**WORK TO DO:** Render the material from the line containing "Where can you see the railing" through the end as a numbered list, with blank lines omitted and both ends included.

──────

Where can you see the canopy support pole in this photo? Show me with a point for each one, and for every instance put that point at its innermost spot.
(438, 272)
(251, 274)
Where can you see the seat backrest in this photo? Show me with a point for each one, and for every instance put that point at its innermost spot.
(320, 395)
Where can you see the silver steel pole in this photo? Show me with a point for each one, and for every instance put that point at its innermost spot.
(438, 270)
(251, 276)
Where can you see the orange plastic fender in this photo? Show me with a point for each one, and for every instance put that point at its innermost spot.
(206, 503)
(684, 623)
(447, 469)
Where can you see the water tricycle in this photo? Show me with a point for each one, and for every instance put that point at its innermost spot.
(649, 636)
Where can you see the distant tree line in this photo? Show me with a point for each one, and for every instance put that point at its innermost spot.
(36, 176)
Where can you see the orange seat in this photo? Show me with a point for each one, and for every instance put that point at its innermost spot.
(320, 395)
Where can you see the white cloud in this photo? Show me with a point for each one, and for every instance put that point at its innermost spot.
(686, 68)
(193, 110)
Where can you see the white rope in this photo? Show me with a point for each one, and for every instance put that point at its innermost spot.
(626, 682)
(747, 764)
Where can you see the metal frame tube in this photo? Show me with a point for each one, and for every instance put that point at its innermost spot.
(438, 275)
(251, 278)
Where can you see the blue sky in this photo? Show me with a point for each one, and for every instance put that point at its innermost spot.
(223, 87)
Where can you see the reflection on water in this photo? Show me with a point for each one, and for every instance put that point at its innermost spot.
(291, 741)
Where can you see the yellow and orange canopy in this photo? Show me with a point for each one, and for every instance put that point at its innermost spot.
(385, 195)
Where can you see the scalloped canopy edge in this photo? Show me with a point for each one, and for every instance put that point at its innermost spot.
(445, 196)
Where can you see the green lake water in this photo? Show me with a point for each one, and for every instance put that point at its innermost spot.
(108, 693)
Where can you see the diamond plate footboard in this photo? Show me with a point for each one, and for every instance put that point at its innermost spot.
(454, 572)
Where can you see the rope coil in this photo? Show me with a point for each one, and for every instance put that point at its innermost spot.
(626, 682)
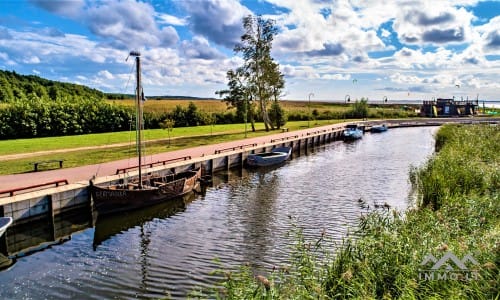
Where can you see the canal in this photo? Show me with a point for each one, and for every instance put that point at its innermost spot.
(244, 217)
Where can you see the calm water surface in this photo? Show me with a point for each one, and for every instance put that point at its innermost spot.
(244, 217)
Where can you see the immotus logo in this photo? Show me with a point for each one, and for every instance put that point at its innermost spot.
(449, 267)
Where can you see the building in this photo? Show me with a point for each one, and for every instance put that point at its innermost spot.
(449, 108)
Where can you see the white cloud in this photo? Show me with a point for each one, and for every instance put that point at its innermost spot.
(106, 74)
(170, 20)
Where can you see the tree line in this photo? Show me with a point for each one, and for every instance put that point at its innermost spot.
(20, 88)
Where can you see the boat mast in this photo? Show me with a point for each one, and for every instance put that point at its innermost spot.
(139, 110)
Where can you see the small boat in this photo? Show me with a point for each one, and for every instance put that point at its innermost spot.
(379, 128)
(125, 196)
(128, 194)
(352, 132)
(4, 224)
(276, 156)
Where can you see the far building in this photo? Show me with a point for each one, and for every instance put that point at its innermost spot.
(442, 107)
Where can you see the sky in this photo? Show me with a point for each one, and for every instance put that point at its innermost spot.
(328, 50)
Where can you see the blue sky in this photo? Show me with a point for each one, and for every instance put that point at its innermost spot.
(400, 49)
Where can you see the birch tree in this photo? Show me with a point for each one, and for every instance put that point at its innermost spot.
(259, 81)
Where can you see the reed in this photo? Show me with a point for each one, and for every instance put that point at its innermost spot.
(382, 258)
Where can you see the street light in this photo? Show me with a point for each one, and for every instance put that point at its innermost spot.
(309, 115)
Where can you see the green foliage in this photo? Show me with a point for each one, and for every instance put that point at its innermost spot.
(467, 163)
(38, 118)
(277, 115)
(15, 87)
(258, 81)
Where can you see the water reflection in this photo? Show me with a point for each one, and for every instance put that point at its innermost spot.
(244, 217)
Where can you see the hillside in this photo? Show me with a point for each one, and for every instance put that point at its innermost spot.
(14, 87)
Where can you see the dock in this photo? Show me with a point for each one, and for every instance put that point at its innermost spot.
(61, 196)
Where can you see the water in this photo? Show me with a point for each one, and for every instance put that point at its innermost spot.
(243, 218)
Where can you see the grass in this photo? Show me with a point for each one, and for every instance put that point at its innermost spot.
(382, 258)
(182, 138)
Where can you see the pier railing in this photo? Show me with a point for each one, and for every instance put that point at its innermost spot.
(11, 192)
(150, 165)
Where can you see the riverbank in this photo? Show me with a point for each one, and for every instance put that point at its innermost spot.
(444, 248)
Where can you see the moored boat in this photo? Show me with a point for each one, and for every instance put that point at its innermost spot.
(379, 128)
(4, 224)
(352, 132)
(127, 194)
(276, 156)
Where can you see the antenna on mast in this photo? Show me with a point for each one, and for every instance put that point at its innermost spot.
(133, 53)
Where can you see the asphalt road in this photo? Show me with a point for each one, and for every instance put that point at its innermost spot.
(85, 173)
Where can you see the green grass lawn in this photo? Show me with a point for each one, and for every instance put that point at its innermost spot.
(157, 142)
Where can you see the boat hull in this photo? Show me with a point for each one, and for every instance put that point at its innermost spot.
(378, 128)
(276, 156)
(4, 224)
(119, 198)
(352, 135)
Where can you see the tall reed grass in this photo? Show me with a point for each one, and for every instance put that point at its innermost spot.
(459, 212)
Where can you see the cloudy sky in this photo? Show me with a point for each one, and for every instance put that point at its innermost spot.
(399, 49)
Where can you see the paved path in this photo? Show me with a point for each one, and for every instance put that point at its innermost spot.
(84, 173)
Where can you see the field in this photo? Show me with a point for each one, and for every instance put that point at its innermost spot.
(291, 107)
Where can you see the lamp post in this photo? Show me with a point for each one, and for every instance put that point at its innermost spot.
(309, 110)
(245, 112)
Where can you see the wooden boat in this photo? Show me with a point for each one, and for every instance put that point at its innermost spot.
(379, 128)
(276, 156)
(4, 224)
(146, 190)
(352, 132)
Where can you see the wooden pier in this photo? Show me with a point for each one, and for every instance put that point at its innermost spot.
(58, 199)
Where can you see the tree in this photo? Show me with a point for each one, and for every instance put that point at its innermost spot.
(259, 79)
(238, 97)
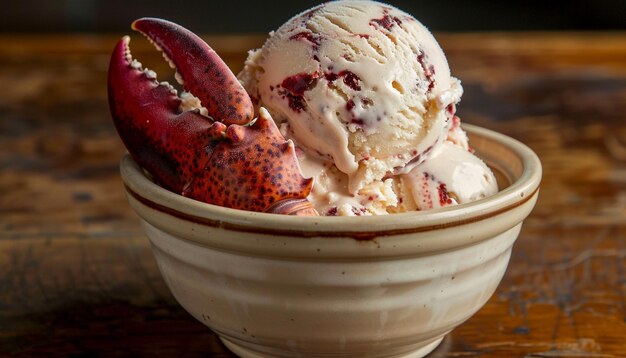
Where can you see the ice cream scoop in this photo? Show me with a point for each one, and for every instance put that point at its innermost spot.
(365, 92)
(358, 83)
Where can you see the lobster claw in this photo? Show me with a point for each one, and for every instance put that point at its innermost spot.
(210, 158)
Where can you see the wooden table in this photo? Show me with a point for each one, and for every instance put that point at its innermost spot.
(77, 276)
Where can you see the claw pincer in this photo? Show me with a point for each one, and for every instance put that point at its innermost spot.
(210, 152)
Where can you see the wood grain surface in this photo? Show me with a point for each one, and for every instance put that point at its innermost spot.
(77, 277)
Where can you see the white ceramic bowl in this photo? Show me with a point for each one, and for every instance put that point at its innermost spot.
(382, 286)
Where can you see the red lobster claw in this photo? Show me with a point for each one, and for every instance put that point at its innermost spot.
(215, 160)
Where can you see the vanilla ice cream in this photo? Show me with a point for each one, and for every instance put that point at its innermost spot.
(365, 91)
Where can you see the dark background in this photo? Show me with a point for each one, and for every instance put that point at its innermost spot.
(240, 16)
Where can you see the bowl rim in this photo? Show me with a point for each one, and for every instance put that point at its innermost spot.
(522, 190)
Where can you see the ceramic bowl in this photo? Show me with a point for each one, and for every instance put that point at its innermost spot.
(383, 286)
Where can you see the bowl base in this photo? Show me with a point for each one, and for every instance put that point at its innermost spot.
(247, 353)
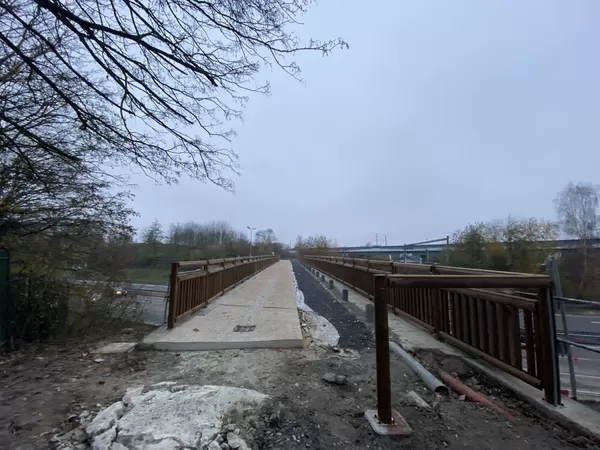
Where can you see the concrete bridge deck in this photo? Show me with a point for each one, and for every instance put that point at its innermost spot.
(259, 313)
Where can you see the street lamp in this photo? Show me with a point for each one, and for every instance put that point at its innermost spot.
(251, 229)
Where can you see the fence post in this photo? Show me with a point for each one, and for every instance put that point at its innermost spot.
(382, 350)
(223, 278)
(550, 371)
(173, 295)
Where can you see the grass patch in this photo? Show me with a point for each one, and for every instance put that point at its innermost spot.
(149, 275)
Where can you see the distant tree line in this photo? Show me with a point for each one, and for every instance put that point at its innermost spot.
(522, 245)
(198, 241)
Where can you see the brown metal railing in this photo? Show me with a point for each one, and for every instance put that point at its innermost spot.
(464, 308)
(189, 291)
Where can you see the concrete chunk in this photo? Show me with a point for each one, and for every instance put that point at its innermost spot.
(105, 419)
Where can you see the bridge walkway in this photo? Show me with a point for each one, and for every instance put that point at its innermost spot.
(259, 313)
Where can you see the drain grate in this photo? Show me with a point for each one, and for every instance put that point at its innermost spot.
(244, 328)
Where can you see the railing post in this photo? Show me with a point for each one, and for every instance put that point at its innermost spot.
(173, 295)
(223, 278)
(550, 370)
(382, 350)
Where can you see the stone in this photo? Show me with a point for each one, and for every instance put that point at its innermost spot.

──────

**WRITTEN RESPONSE:**
1. Where can you see the railing post in this photo? Show me with a point for each one, and for every instance put that point at its innermost spot.
2. (173, 295)
3. (223, 278)
4. (550, 370)
5. (382, 350)
6. Where can you see the stone in this photo? Show me with a point for each one, and for every instance put that point at its innermost spot.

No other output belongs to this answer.